[Problem statement]:
If a line in the data contains "below", copy it out.

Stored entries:
+ + + + +

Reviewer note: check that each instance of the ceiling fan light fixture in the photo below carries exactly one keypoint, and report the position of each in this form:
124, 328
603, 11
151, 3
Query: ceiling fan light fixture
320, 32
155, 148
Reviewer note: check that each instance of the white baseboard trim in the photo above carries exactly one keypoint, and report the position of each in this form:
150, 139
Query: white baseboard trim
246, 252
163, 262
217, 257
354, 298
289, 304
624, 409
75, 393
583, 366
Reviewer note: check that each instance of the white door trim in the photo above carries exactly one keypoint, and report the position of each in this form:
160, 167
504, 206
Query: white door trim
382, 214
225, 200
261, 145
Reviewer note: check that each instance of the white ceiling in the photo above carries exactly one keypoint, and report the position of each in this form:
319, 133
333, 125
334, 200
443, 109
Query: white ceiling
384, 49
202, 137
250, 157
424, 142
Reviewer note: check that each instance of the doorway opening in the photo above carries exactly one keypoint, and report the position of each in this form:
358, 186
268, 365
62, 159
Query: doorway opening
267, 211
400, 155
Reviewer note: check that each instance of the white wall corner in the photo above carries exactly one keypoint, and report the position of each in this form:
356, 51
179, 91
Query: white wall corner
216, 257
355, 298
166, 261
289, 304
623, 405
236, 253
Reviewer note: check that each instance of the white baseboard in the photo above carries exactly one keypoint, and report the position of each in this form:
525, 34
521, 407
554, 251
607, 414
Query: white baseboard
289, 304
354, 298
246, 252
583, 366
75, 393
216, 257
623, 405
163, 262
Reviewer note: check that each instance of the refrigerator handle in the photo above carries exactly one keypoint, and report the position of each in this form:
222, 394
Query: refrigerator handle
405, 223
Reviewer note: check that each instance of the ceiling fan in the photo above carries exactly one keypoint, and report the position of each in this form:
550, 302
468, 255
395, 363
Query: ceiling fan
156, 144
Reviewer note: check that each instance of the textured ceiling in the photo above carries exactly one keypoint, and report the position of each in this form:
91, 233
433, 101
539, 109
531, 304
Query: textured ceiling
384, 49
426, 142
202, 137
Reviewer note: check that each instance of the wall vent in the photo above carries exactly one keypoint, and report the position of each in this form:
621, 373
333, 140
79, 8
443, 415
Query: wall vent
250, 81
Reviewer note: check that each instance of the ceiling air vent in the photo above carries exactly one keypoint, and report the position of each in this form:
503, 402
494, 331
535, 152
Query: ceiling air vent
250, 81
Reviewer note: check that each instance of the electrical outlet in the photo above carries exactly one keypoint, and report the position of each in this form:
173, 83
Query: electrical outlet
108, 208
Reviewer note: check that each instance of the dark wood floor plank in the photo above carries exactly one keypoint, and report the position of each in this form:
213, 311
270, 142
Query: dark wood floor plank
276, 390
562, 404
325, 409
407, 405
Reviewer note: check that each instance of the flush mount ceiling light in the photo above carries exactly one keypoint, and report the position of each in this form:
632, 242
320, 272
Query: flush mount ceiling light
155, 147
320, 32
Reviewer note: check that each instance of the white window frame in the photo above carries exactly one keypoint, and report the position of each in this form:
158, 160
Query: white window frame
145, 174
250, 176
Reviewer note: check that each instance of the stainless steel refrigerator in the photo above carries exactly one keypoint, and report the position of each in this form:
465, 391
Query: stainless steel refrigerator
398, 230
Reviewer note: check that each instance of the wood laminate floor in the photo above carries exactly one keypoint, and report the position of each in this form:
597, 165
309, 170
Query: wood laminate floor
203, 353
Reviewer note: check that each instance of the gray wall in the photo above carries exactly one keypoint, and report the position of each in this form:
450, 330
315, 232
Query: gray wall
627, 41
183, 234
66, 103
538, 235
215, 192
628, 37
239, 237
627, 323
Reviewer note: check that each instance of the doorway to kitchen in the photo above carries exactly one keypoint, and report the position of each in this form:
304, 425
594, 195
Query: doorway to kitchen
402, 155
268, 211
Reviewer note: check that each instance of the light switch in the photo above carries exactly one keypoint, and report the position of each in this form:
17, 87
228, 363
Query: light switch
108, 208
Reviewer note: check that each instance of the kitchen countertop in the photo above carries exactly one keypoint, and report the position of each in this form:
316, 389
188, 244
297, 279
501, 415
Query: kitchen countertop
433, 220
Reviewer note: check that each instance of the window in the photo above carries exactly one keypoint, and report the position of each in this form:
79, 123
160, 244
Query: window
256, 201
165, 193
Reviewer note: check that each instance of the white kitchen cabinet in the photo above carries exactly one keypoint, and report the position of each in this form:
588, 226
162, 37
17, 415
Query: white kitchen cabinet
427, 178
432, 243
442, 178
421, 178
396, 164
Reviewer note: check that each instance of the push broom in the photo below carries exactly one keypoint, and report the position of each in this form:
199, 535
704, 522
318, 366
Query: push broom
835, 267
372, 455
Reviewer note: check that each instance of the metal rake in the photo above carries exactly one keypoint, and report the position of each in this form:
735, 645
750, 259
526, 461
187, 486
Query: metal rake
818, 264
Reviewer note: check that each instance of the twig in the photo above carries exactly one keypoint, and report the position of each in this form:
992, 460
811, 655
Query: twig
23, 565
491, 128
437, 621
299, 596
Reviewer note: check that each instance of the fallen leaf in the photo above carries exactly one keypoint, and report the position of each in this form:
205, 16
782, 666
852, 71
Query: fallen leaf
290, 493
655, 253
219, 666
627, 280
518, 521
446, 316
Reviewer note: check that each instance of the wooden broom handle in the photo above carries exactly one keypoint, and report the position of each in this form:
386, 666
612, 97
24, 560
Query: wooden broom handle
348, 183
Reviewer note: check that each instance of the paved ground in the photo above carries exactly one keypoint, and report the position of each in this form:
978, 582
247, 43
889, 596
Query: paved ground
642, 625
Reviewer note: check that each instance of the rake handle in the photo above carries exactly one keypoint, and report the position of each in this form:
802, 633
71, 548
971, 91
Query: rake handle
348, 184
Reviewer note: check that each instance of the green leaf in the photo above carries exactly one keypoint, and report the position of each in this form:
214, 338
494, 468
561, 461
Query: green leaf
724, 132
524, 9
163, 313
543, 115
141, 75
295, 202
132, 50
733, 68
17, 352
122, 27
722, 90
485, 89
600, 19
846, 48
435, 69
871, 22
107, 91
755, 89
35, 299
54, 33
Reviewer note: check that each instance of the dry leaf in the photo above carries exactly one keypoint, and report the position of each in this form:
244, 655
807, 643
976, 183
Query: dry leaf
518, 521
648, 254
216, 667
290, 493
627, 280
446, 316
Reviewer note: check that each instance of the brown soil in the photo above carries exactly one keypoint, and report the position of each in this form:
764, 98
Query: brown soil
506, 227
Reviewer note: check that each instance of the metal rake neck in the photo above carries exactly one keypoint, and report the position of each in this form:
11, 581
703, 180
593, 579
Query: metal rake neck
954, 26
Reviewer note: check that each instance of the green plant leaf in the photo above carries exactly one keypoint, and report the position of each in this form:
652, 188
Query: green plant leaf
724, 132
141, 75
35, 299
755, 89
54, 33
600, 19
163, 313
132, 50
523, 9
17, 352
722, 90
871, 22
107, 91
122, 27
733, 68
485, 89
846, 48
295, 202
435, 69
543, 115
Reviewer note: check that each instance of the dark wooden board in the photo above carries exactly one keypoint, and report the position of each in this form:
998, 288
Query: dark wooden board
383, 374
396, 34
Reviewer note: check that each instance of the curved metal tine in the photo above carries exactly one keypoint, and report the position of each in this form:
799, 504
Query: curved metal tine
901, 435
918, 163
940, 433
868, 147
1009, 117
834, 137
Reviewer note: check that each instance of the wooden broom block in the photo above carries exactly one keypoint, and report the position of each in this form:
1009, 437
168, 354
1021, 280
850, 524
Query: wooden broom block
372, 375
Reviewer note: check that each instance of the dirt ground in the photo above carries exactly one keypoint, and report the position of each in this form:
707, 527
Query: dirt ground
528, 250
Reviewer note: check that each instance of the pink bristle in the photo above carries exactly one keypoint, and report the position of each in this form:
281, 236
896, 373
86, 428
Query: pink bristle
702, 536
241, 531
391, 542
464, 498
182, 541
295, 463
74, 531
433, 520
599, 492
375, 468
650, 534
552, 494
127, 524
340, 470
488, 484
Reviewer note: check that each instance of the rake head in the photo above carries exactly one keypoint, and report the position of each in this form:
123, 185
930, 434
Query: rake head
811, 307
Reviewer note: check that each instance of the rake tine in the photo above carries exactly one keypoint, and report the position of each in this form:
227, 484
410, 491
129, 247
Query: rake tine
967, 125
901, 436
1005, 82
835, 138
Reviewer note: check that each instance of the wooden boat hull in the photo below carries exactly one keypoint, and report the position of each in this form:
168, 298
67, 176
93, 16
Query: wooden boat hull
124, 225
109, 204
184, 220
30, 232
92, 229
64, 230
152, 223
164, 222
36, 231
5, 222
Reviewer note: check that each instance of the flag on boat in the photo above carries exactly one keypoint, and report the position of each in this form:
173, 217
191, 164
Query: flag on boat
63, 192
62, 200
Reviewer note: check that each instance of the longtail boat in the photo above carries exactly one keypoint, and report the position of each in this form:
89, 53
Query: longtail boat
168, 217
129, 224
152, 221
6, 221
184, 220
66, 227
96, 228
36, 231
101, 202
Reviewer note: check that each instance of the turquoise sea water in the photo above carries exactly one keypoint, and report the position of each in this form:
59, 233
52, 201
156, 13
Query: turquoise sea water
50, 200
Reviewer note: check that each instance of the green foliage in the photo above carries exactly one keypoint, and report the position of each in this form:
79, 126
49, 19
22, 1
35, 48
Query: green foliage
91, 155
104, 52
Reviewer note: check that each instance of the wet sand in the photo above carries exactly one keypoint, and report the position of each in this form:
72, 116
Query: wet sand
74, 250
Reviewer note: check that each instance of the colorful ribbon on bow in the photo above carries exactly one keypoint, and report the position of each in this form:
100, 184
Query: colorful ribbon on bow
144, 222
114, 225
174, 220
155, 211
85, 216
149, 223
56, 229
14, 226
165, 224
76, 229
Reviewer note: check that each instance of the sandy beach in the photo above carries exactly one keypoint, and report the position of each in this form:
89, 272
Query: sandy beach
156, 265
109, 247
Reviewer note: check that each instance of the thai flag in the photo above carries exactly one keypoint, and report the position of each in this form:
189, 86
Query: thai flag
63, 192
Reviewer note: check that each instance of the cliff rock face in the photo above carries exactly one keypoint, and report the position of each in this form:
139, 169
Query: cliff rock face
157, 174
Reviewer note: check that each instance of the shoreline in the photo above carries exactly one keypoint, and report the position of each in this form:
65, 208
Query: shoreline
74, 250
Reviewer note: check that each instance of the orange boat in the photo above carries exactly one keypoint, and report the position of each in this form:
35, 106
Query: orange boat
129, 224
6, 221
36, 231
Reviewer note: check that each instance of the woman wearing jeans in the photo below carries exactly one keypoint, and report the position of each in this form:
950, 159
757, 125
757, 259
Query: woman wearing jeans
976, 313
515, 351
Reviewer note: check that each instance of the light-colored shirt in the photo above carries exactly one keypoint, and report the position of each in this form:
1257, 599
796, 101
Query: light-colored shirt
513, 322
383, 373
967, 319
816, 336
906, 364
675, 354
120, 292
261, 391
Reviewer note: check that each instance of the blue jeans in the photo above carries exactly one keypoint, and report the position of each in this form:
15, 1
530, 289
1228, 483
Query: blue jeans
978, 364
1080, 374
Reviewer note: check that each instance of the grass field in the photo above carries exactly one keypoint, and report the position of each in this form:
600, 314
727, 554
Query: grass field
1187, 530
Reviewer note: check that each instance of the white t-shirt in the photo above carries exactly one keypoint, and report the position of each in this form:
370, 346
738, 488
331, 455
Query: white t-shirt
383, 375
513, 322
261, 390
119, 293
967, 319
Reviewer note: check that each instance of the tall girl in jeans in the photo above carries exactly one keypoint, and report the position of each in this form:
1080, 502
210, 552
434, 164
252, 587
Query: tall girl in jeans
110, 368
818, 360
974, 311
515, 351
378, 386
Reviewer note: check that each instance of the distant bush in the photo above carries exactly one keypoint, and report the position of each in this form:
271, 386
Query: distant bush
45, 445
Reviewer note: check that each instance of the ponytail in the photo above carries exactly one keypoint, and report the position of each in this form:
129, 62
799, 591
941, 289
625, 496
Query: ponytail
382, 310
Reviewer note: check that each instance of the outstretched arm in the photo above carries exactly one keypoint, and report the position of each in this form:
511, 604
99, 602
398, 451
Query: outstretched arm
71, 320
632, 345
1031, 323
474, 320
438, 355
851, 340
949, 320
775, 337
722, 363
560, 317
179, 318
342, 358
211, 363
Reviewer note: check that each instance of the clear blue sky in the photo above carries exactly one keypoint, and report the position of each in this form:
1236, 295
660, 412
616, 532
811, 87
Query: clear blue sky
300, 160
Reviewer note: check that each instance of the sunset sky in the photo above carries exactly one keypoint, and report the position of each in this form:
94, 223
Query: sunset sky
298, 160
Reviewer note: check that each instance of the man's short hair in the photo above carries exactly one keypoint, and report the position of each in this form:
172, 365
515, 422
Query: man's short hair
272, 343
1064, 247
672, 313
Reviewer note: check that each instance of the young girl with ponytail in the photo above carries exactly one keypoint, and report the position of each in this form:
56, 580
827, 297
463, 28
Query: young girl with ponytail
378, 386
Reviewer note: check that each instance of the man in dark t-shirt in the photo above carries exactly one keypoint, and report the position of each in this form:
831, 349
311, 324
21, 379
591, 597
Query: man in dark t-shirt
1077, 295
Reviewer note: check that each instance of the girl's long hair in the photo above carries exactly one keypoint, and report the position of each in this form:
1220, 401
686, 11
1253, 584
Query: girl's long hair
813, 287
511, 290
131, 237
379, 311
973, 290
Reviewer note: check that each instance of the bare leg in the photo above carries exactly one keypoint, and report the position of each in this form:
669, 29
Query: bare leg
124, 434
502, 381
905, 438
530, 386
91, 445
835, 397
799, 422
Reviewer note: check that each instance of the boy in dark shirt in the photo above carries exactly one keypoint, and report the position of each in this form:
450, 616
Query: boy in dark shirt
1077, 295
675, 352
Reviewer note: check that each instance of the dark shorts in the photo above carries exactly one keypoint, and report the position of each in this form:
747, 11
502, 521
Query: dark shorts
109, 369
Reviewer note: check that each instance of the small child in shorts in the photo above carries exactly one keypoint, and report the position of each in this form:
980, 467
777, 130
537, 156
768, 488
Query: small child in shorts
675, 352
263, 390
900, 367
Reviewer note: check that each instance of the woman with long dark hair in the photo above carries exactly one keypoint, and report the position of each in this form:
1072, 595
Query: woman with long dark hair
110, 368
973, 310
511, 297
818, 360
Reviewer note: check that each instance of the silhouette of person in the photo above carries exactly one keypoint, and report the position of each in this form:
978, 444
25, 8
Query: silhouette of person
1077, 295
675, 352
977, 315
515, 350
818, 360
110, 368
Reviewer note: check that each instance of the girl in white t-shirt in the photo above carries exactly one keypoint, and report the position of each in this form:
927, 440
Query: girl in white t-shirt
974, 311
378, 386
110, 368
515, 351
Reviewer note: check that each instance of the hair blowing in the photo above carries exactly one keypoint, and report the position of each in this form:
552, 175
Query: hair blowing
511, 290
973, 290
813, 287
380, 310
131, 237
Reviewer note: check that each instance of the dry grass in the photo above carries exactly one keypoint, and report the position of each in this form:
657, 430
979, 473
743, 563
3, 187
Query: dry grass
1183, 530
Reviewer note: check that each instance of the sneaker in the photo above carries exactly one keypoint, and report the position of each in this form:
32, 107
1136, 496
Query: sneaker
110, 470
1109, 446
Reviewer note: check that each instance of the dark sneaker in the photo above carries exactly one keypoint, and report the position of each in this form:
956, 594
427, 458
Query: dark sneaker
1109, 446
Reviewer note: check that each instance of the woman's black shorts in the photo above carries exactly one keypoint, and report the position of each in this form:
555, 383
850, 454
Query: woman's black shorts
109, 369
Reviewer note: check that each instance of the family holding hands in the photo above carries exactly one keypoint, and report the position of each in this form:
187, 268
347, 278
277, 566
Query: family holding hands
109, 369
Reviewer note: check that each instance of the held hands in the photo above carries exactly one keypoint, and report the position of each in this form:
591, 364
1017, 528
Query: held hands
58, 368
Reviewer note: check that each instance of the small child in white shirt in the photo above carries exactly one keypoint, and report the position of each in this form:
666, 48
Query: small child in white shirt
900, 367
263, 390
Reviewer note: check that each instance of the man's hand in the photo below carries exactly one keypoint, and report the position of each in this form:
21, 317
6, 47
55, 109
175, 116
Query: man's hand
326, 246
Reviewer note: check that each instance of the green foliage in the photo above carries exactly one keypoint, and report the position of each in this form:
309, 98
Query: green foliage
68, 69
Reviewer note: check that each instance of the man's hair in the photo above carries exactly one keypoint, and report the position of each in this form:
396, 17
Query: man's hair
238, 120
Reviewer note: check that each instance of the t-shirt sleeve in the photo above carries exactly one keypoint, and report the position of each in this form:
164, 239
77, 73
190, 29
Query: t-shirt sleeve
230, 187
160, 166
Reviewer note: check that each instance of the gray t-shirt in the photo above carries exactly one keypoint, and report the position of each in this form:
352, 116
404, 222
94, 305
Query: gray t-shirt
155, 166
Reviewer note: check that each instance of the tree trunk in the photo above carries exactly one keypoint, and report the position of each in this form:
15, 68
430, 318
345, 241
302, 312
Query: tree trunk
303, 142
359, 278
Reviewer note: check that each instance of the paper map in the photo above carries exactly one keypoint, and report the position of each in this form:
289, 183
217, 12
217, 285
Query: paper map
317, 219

+ + + + +

[Solved problem]:
Reviewer note: check that each instance of the ceiling fan light fixture in the photo below carries exactly one keypoint, and report the position of each in this form:
Reviewer note: check that each instance of the push broom in the photo below carries exactly one keypoint, and report the position of each in this form:
Reviewer note: check that each instance of the wooden boat hull in the photo below carries exactly one keypoint, and report the position of each in this form:
Reviewer note: check that each instance of the woman wearing jeans in the photo below carries exactly one keypoint, and report the position of each in this form:
Reviewer note: check that each instance of the man's hand in the photo below carries exactly one keypoint, and report the position of each in this form:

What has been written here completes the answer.